→ **TO DO**
Output the data verbatim, with nothing added or dropped.
═══ THE INPUT
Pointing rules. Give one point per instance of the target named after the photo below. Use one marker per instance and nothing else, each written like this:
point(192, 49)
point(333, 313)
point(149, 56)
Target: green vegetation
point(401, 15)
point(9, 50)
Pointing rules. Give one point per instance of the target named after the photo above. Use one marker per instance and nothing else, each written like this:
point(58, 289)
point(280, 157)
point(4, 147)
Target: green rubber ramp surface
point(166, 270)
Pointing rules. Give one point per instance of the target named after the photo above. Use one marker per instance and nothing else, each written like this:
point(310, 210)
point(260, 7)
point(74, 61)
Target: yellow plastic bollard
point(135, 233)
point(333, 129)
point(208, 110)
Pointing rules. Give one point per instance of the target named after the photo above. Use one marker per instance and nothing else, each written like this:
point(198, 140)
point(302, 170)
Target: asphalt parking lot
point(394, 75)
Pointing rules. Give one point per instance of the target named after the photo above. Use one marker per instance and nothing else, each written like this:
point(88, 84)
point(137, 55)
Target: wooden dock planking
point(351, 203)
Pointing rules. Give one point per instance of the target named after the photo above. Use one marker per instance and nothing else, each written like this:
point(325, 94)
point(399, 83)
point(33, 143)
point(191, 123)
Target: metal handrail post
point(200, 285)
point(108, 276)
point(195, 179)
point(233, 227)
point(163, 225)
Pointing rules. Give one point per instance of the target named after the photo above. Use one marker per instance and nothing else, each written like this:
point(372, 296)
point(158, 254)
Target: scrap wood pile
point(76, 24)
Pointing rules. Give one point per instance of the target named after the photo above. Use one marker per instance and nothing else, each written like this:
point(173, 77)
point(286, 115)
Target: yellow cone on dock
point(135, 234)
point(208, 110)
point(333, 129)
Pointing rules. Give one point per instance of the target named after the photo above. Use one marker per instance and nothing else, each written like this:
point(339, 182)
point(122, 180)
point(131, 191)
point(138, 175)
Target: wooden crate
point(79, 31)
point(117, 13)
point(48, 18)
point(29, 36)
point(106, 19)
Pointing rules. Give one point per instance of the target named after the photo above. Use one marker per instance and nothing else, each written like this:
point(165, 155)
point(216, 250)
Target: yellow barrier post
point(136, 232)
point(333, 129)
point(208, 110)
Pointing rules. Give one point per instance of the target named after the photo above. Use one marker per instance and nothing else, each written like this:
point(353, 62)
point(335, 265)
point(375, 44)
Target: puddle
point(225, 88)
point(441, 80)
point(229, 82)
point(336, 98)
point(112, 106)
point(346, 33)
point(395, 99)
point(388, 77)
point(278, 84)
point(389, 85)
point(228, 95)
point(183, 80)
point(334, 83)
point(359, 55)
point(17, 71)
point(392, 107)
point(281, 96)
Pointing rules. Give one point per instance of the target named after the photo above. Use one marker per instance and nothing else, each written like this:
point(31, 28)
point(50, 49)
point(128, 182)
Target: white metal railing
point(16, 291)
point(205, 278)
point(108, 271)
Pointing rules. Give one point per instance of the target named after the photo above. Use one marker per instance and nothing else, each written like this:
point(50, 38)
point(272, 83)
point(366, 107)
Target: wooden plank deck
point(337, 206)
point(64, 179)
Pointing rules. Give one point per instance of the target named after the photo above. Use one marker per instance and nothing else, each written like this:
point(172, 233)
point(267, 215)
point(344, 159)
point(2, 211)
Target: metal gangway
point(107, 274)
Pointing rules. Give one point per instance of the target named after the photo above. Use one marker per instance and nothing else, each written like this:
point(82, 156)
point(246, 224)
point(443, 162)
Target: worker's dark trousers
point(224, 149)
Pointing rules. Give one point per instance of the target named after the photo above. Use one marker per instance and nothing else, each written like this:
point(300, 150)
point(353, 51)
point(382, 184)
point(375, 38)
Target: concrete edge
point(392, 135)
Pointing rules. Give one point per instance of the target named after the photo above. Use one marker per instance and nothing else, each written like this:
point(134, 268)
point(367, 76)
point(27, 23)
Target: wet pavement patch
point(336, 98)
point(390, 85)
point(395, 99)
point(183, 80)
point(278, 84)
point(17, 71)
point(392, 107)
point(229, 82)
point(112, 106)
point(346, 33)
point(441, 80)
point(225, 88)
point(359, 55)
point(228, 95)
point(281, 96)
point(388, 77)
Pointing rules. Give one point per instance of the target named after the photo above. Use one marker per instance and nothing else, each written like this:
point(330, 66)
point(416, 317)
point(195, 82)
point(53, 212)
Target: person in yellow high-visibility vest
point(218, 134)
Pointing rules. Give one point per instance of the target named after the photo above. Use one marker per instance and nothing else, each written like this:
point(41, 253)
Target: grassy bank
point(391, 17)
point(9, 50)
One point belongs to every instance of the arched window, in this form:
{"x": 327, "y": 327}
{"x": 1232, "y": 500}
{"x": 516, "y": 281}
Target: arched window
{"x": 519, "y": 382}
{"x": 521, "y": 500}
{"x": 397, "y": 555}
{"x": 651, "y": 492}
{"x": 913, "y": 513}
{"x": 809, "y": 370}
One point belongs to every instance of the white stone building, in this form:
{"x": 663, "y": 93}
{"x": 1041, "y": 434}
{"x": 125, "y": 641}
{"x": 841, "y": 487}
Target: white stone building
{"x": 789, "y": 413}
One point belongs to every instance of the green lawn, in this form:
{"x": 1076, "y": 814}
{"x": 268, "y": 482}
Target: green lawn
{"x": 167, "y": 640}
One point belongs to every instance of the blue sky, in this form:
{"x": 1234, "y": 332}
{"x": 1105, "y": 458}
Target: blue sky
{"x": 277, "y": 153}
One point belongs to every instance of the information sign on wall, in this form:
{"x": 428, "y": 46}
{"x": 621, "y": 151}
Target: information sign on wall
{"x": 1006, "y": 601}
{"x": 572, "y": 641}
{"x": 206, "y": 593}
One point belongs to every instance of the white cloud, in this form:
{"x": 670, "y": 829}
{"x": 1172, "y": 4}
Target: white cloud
══════
→ **TASK RESPONSE**
Pointing rules. Give one point per instance of the target named after the photo below. Use one marker per instance and nothing else, each written like this:
point(192, 49)
point(333, 313)
point(149, 56)
Target: green vegetation
point(401, 15)
point(9, 50)
Pointing rules. Give one point per instance of the target named after the photo above. Use one marker per instance and nothing else, each written like this:
point(58, 289)
point(280, 157)
point(4, 147)
Target: green rubber ramp surface
point(166, 270)
Pointing rules. Give one point per instance of the target named after the photo above. Use one marker per instance and nothing else, each written like this:
point(310, 210)
point(260, 7)
point(74, 61)
Target: yellow plastic bollard
point(135, 233)
point(333, 129)
point(208, 110)
Pointing rules. Give one point per instance of the target named after the photo above. Use one marker per instance and nothing else, each written like this:
point(198, 140)
point(302, 170)
Target: asphalt parking lot
point(394, 75)
Pointing rules. Give one point per instance of the target named after the photo above. Use one marker per instance and nothing else, each written like this:
point(88, 84)
point(137, 55)
Target: wooden dock planking
point(351, 203)
Pointing rules. Give one point per instance of the target named after the photo above. Use one marker per instance and nothing else, each written like this:
point(325, 94)
point(399, 83)
point(33, 143)
point(191, 123)
Target: metal handrail post
point(200, 285)
point(108, 276)
point(195, 179)
point(233, 227)
point(163, 225)
Pointing rules. Give one point per instance of the target named after the photo above. Use one marker per instance and nothing else, each written like this:
point(372, 296)
point(158, 254)
Target: scrap wood pile
point(76, 24)
Pointing rules. Give one point per instance of the target named after the photo above. Use one marker per instance and nothing else, each written like this:
point(173, 77)
point(286, 115)
Target: yellow cone on dock
point(135, 234)
point(208, 110)
point(333, 129)
Pointing rules. Give one point per instance of the target named after the photo above. Use one marker per instance and nothing else, each written like this:
point(339, 182)
point(122, 180)
point(131, 191)
point(138, 175)
Target: wooden crate
point(79, 31)
point(117, 13)
point(48, 18)
point(29, 36)
point(106, 19)
Pointing rules. Give one point per instance of the target named after the photo above. Use one marker per instance and nothing else, each written like this:
point(165, 155)
point(216, 250)
Target: yellow barrier post
point(136, 232)
point(333, 129)
point(208, 110)
Pointing rules. Give one point per instance of the target named after the photo above. Use one marker per instance and nothing else, each written like this:
point(353, 62)
point(335, 265)
point(375, 44)
Target: puddle
point(225, 88)
point(441, 80)
point(229, 82)
point(336, 98)
point(112, 106)
point(346, 33)
point(395, 99)
point(388, 77)
point(278, 84)
point(389, 85)
point(228, 95)
point(183, 80)
point(334, 83)
point(359, 55)
point(17, 71)
point(392, 107)
point(281, 96)
Pointing rules. Give one point per instance of the target named after the photo above. Use one marker per instance and nothing else, each written like this:
point(31, 28)
point(50, 49)
point(128, 182)
Target: white metal railing
point(16, 291)
point(205, 278)
point(108, 271)
Pointing rules. Give one point per instance of the target named after the photo above. Use one marker per instance and nothing else, each written like this:
point(50, 38)
point(272, 83)
point(366, 107)
Target: wooden plank deck
point(337, 206)
point(64, 179)
Pointing rules. Give one point per instance of the target named after the photo above. Use one marker per instance and nothing else, each written like this:
point(172, 233)
point(267, 215)
point(344, 159)
point(2, 211)
Target: metal gangway
point(107, 274)
Pointing rules. Give one point per instance of the target named after the photo above. Use one marker per instance and nothing else, each written like this:
point(82, 156)
point(246, 224)
point(443, 162)
Target: worker's dark trousers
point(224, 149)
Pointing rules. Give one point per instance of the target named after the photo above. Use one marker per instance and nothing else, each written like this:
point(300, 150)
point(353, 51)
point(382, 184)
point(375, 38)
Target: concrete edge
point(392, 135)
Pointing rules. Give one point per instance of the target named after the photo above. Use one marker per instance and nothing else, each written like this:
point(134, 268)
point(367, 76)
point(27, 23)
Target: wet pavement patch
point(336, 98)
point(390, 85)
point(395, 99)
point(183, 80)
point(278, 84)
point(17, 71)
point(392, 107)
point(229, 82)
point(112, 106)
point(346, 33)
point(441, 80)
point(225, 88)
point(359, 55)
point(228, 95)
point(281, 96)
point(388, 77)
Pointing rules. Give one point per instance of the target named after the photo above. Use one marker per instance and nothing else, each written like this:
point(330, 66)
point(416, 317)
point(195, 82)
point(53, 212)
Target: person in yellow high-visibility vest
point(218, 134)
Pointing rules. Give one point per instance of the target named after the photo above. Use one marker per instance and nothing else, each written like this:
point(41, 253)
Target: grassy bank
point(391, 17)
point(9, 50)
One point belongs to every instance of the arched window, in this form:
{"x": 327, "y": 327}
{"x": 1232, "y": 500}
{"x": 516, "y": 281}
Target: arched window
{"x": 519, "y": 382}
{"x": 521, "y": 500}
{"x": 397, "y": 555}
{"x": 651, "y": 492}
{"x": 913, "y": 513}
{"x": 809, "y": 370}
One point belongs to every instance of the white stone building, in this form:
{"x": 663, "y": 93}
{"x": 1041, "y": 434}
{"x": 125, "y": 641}
{"x": 841, "y": 487}
Target: white stone building
{"x": 789, "y": 413}
One point belongs to every instance of the green lawn, in this form:
{"x": 1076, "y": 814}
{"x": 268, "y": 482}
Target: green lawn
{"x": 167, "y": 640}
One point belongs to every instance of the blue sky, in this form:
{"x": 1234, "y": 332}
{"x": 1105, "y": 458}
Target: blue sky
{"x": 277, "y": 153}
One point belongs to every instance of the information sign on wall, in this form:
{"x": 428, "y": 46}
{"x": 621, "y": 151}
Target: information sign on wall
{"x": 1006, "y": 601}
{"x": 572, "y": 641}
{"x": 206, "y": 593}
One point belongs to every instance of the white cloud, in this form:
{"x": 670, "y": 829}
{"x": 1172, "y": 4}
Target: white cloud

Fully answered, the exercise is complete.